OBJECTIVE:
Write out the lines of the listing below precisely as they appear, starting with the line that contains "Rules. Find each instance of the fallen" and stopping after the line that contains "point(168, 241)". Include no other lines.

Object point labels:
☆ ☆ ☆

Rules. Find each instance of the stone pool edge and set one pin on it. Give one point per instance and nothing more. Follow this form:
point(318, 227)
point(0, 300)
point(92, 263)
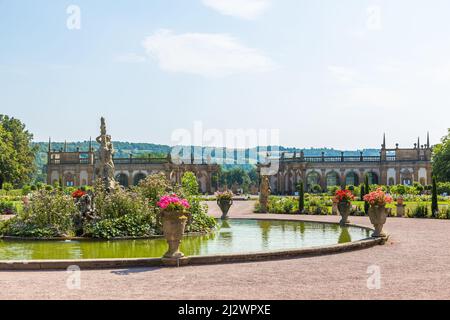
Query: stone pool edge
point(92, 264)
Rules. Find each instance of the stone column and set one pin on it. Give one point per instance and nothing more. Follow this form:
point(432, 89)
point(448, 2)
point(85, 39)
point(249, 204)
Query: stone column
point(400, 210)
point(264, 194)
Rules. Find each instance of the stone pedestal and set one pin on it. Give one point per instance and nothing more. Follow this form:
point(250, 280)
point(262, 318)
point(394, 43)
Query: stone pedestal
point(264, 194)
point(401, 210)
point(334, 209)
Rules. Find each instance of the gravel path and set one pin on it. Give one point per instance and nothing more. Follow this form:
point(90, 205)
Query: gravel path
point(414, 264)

☆ ☆ ☆

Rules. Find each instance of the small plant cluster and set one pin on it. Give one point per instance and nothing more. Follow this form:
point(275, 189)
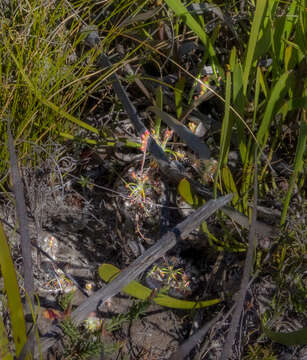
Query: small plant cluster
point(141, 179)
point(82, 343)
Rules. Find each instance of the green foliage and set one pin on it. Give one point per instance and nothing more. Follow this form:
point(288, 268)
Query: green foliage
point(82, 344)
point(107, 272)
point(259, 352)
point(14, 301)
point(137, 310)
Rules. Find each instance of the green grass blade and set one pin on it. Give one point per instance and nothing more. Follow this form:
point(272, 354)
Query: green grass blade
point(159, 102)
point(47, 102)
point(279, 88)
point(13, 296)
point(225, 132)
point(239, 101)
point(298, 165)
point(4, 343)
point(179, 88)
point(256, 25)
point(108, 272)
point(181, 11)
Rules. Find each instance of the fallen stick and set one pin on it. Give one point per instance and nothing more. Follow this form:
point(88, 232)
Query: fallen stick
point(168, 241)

☆ ☆ ☆

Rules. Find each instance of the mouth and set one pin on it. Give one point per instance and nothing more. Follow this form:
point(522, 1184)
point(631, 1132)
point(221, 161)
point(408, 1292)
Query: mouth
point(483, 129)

☆ ☆ ☆

WRITTEN RESPONSE:
Rules. Find each instance of the fallen stick and set one pin on it. Give one point per instance and nothing more. Follow this form:
point(88, 232)
Query: fallen stick
point(168, 241)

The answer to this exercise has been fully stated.